- Course: microbiology intercalation in relation to MBChB
I was always very interested in Leeds as it is far enough from where I live that I could gain a greater sense of independence, yet not so far that I couldn’t easily return home if I wanted. The open day was very relaxed and informative, and I quickly became enthused by the integrated curriculum of my parent course (medicine). Significantly, I’d heard only positive experiences from older students which ultimately swayed my judgement from other unis.
Cell biology of disease has been my favourite module for a variety of reasons. For example, there is plenty of very challenging content that stimulates questions over your current understanding of the subject. It was made continuously relevant to medicine by relating organelle malfunction to real diseases, and thus served as reference to how complicated treatment of illness can be.
My favourite project was my dissertation. A literature review of 10,000 words meant that I was concurrently learning research skills while writing the project, finally culminating in a large accumulation of knowledge gained throughout the year. I felt more confident in my research abilities and am pleased with the final result. Weekly meetings with my supervisor ensured I was kept constantly up to date, and the various aspects of the project were explored with appropriate timings. I became immediately enthused by the project subject, dengue virus and antibodies, and strove to learn as much as I could throughout the year.

════════════════

### Task instructions
a) List each factor the Leeds study account gives for choosing Leeds over other universities.
b) Continue the Leeds study account from its final sentence, keeping the same first-person voice.

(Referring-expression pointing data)
════════════════

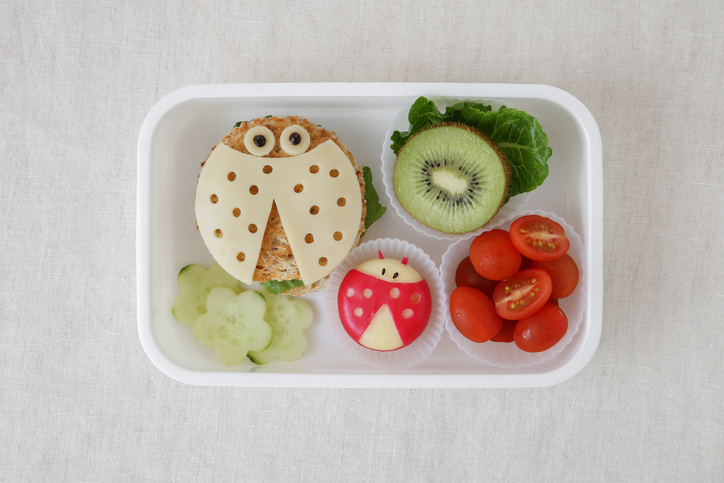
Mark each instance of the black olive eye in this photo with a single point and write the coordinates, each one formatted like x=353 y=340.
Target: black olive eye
x=295 y=140
x=259 y=141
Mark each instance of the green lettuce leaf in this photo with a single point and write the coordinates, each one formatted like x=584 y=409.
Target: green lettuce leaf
x=276 y=287
x=374 y=209
x=518 y=134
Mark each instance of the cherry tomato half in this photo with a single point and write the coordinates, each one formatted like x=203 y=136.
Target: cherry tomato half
x=564 y=275
x=494 y=256
x=506 y=332
x=542 y=330
x=473 y=313
x=466 y=276
x=522 y=294
x=539 y=238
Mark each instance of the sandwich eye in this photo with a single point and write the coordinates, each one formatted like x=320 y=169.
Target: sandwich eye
x=259 y=140
x=295 y=140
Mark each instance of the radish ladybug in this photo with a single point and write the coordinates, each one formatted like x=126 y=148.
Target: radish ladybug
x=384 y=304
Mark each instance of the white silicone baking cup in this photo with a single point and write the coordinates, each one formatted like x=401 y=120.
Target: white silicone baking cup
x=401 y=123
x=424 y=345
x=508 y=355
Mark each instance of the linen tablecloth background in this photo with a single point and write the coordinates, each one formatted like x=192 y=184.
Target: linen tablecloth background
x=79 y=399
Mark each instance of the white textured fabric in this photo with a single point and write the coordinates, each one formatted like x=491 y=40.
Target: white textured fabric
x=79 y=399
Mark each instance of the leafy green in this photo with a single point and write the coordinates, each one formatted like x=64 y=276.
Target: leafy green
x=518 y=134
x=276 y=287
x=374 y=209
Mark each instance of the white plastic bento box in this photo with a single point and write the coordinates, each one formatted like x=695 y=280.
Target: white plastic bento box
x=180 y=131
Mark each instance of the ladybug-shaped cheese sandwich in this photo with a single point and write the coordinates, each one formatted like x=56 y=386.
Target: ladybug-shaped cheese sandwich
x=384 y=304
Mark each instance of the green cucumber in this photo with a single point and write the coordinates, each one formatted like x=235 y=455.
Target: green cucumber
x=234 y=324
x=195 y=282
x=288 y=318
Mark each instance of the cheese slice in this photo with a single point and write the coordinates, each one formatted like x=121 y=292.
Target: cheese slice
x=317 y=195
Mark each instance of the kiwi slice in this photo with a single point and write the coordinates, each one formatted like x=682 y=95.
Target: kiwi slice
x=451 y=177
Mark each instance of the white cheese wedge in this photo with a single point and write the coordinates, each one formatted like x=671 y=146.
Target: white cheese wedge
x=317 y=195
x=382 y=334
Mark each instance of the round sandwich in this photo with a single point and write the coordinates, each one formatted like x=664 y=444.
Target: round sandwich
x=281 y=201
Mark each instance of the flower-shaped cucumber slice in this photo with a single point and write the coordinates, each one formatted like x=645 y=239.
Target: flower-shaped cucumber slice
x=195 y=282
x=234 y=324
x=289 y=318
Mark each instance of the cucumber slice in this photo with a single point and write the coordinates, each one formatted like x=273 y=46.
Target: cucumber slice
x=289 y=318
x=234 y=324
x=195 y=282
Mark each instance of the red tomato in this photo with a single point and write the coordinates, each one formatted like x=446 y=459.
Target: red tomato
x=466 y=276
x=473 y=313
x=522 y=294
x=506 y=332
x=564 y=275
x=494 y=256
x=542 y=330
x=525 y=264
x=539 y=238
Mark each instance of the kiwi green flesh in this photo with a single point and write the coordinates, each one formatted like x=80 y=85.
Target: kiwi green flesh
x=451 y=179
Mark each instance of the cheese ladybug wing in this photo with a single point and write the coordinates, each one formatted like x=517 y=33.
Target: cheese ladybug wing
x=320 y=205
x=317 y=195
x=233 y=202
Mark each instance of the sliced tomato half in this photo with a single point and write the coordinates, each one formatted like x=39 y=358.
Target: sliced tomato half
x=522 y=294
x=539 y=238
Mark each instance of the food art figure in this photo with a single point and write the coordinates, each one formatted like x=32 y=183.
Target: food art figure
x=317 y=194
x=384 y=304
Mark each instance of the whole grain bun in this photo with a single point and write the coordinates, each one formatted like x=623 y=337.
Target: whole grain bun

════════════════

### Activity answers
a)
- Leeds is far enough from home to gain a greater sense of independence, yet close enough to return home easily.
- The open day was very relaxed and informative.
- The integrated curriculum of the parent course, medicine, was appealing.
- Older students had shared only positive experiences.

b)
I also really enjoyed writing the dissertation: it was an opportunity for research at my own pace to culminate in the largest piece of writing I will produce in my university career. I learned how to manage my time better in addition to a variety of research skills which will provide numerous benefits for the remainder of my academia.
I have also done some other really exciting things during my time here at Leeds, including designing my poster for my dissertation was very eye-opening. We had to condense 10,000 words of research into one A1 piece of paper while ensuring it was visually appealing, and thus required the accumulation of many skills we’d learned throughout the year to ensure it was successful. I was really happy with the outcome, and now have my poster at home with me!
I am also an ambassador, and frequently partake in PALS: the student lead revision services for younger medical students. I am passionate about helping younger years develop skills necessary to succeed and am confident in my ability to explain challenging concepts in a way that is easy to understand.